Rewrite each line of the records below as a JSON array of strings, one string per line, omitting blank lines.

-- Supplied information start --

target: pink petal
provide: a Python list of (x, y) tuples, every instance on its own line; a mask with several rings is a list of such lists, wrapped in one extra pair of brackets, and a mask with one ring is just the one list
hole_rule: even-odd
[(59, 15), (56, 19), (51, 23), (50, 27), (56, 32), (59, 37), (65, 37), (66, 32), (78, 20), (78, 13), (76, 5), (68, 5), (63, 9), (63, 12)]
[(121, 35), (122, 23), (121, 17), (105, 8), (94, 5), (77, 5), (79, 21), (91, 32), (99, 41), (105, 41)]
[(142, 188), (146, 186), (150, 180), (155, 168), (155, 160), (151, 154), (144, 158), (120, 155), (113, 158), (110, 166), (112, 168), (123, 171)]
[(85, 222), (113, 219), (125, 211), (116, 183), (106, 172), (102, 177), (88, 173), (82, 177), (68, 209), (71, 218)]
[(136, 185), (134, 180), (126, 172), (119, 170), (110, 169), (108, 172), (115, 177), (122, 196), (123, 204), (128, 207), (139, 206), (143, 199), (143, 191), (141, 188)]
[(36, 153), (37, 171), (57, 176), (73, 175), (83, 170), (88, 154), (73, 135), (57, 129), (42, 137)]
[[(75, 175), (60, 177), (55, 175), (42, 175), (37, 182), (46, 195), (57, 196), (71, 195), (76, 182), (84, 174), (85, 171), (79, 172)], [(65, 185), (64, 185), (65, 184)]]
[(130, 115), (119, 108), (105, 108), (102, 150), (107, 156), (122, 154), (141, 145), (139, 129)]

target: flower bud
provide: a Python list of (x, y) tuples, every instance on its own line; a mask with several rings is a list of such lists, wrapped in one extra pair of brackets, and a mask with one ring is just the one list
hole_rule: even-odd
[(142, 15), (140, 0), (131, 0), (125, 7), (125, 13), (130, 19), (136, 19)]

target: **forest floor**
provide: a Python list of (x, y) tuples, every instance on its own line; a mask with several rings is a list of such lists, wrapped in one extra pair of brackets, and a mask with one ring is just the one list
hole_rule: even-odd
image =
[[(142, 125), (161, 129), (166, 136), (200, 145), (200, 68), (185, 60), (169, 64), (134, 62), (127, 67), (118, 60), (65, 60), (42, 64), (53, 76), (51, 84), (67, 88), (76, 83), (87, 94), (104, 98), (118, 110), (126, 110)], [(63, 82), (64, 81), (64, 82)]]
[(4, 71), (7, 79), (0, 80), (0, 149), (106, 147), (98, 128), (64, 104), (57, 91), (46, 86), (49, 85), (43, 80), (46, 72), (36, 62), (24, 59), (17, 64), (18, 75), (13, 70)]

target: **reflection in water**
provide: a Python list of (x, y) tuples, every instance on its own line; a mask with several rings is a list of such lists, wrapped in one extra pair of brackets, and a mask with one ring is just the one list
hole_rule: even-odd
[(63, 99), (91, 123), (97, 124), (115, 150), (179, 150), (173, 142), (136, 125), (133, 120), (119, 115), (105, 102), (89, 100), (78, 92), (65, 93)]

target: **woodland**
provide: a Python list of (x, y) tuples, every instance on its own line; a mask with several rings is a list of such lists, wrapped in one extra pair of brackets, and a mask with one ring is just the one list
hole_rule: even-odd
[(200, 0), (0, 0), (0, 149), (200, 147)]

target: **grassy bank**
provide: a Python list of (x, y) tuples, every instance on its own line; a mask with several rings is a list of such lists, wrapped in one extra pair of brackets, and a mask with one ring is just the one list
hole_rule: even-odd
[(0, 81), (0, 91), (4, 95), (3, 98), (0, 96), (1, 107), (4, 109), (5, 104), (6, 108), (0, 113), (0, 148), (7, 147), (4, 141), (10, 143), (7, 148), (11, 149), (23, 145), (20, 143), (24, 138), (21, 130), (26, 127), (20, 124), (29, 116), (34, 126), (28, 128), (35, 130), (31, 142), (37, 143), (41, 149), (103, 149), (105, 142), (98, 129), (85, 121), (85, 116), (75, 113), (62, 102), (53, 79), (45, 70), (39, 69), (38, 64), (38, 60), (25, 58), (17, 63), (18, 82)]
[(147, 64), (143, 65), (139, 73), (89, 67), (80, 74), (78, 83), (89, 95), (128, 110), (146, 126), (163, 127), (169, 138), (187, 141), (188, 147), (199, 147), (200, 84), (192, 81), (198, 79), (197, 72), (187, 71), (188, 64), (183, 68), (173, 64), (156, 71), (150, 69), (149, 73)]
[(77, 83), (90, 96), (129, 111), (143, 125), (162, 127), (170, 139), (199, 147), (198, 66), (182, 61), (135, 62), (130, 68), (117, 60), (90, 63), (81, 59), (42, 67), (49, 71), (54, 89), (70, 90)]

-- Supplied information end --

*Result*
[
  "target: pink petal",
  "provide: a Python list of (x, y) tuples, every instance on its own line; a mask with several rings is a list of such lists, wrapped in one extra pair of brackets, and a mask with one ring is just the one list",
  "hole_rule: even-odd",
  "[(59, 15), (56, 19), (51, 23), (50, 27), (56, 32), (59, 37), (65, 37), (66, 32), (78, 20), (78, 13), (76, 5), (68, 5), (63, 9), (63, 12)]",
  "[(121, 35), (122, 23), (121, 17), (105, 8), (94, 5), (77, 5), (79, 21), (91, 32), (99, 41), (105, 41)]",
  "[(142, 188), (146, 186), (150, 180), (155, 168), (155, 160), (151, 154), (144, 158), (120, 155), (113, 158), (110, 166), (112, 168), (123, 171)]",
  "[(85, 222), (113, 219), (125, 211), (116, 183), (106, 172), (102, 177), (88, 173), (82, 177), (68, 209), (71, 218)]",
  "[(136, 185), (134, 180), (126, 172), (119, 170), (110, 169), (108, 172), (115, 177), (122, 196), (123, 204), (128, 207), (139, 206), (143, 199), (143, 191), (141, 188)]",
  "[(36, 153), (37, 171), (57, 176), (73, 175), (83, 170), (88, 154), (73, 135), (57, 129), (42, 137)]",
  "[[(75, 175), (60, 177), (55, 175), (42, 175), (37, 182), (46, 195), (57, 196), (71, 195), (76, 182), (84, 174), (85, 171), (79, 172)], [(65, 185), (64, 185), (65, 184)]]",
  "[(130, 115), (119, 108), (105, 108), (102, 150), (107, 156), (122, 154), (141, 145), (139, 129)]",
  "target: flower bud",
  "provide: a Python list of (x, y) tuples, every instance on its own line; a mask with several rings is a list of such lists, wrapped in one extra pair of brackets, and a mask with one ring is just the one list",
  "hole_rule: even-odd",
  "[(142, 15), (140, 0), (131, 0), (125, 7), (125, 13), (130, 19), (136, 19)]",
  "target: **forest floor**",
  "provide: a Python list of (x, y) tuples, every instance on its own line; a mask with several rings is a list of such lists, wrapped in one extra pair of brackets, and a mask with one ring is just the one list",
  "hole_rule: even-odd",
  "image =",
  "[[(142, 125), (161, 129), (166, 136), (200, 145), (200, 68), (185, 60), (169, 64), (134, 62), (127, 67), (118, 60), (65, 60), (42, 64), (53, 76), (51, 84), (67, 88), (76, 83), (87, 94), (104, 98), (118, 110), (126, 110)], [(63, 82), (64, 81), (64, 82)]]",
  "[(4, 71), (7, 79), (0, 80), (0, 149), (106, 147), (98, 128), (64, 104), (57, 91), (46, 86), (49, 85), (43, 80), (46, 72), (36, 62), (24, 59), (17, 64), (18, 75), (13, 70)]",
  "target: **reflection in water**",
  "provide: a Python list of (x, y) tuples, every instance on its own line; a mask with several rings is a list of such lists, wrapped in one extra pair of brackets, and a mask with one ring is just the one list",
  "hole_rule: even-odd",
  "[(63, 99), (91, 123), (97, 124), (115, 150), (179, 150), (173, 142), (136, 125), (133, 120), (119, 115), (105, 102), (89, 100), (78, 92), (65, 93)]",
  "target: **woodland**",
  "provide: a Python list of (x, y) tuples, every instance on its own line; a mask with several rings is a list of such lists, wrapped in one extra pair of brackets, and a mask with one ring is just the one list",
  "hole_rule: even-odd",
  "[(200, 0), (0, 0), (0, 149), (200, 147)]",
  "target: **grassy bank**",
  "provide: a Python list of (x, y) tuples, every instance on its own line; a mask with several rings is a list of such lists, wrapped in one extra pair of brackets, and a mask with one ring is just the one list",
  "hole_rule: even-odd",
  "[(0, 81), (0, 91), (4, 95), (3, 98), (0, 96), (1, 107), (4, 109), (5, 104), (6, 108), (0, 113), (0, 148), (7, 147), (4, 141), (10, 143), (7, 148), (11, 149), (23, 145), (20, 143), (24, 138), (21, 130), (26, 127), (20, 124), (29, 116), (34, 126), (28, 128), (35, 130), (31, 142), (37, 143), (41, 149), (103, 149), (105, 142), (98, 129), (85, 121), (85, 116), (75, 113), (62, 102), (53, 79), (45, 70), (39, 69), (38, 64), (38, 60), (25, 58), (17, 63), (18, 82)]",
  "[(147, 64), (143, 65), (139, 73), (89, 67), (80, 74), (78, 83), (89, 95), (128, 110), (146, 126), (163, 127), (169, 138), (187, 141), (188, 147), (199, 147), (200, 84), (192, 81), (198, 79), (197, 72), (187, 71), (188, 64), (183, 68), (173, 64), (156, 71), (150, 69), (149, 73)]",
  "[(77, 83), (90, 96), (129, 111), (143, 125), (162, 127), (170, 139), (199, 147), (198, 66), (182, 61), (135, 62), (130, 68), (117, 60), (90, 63), (81, 59), (42, 67), (49, 71), (54, 89), (70, 90)]"
]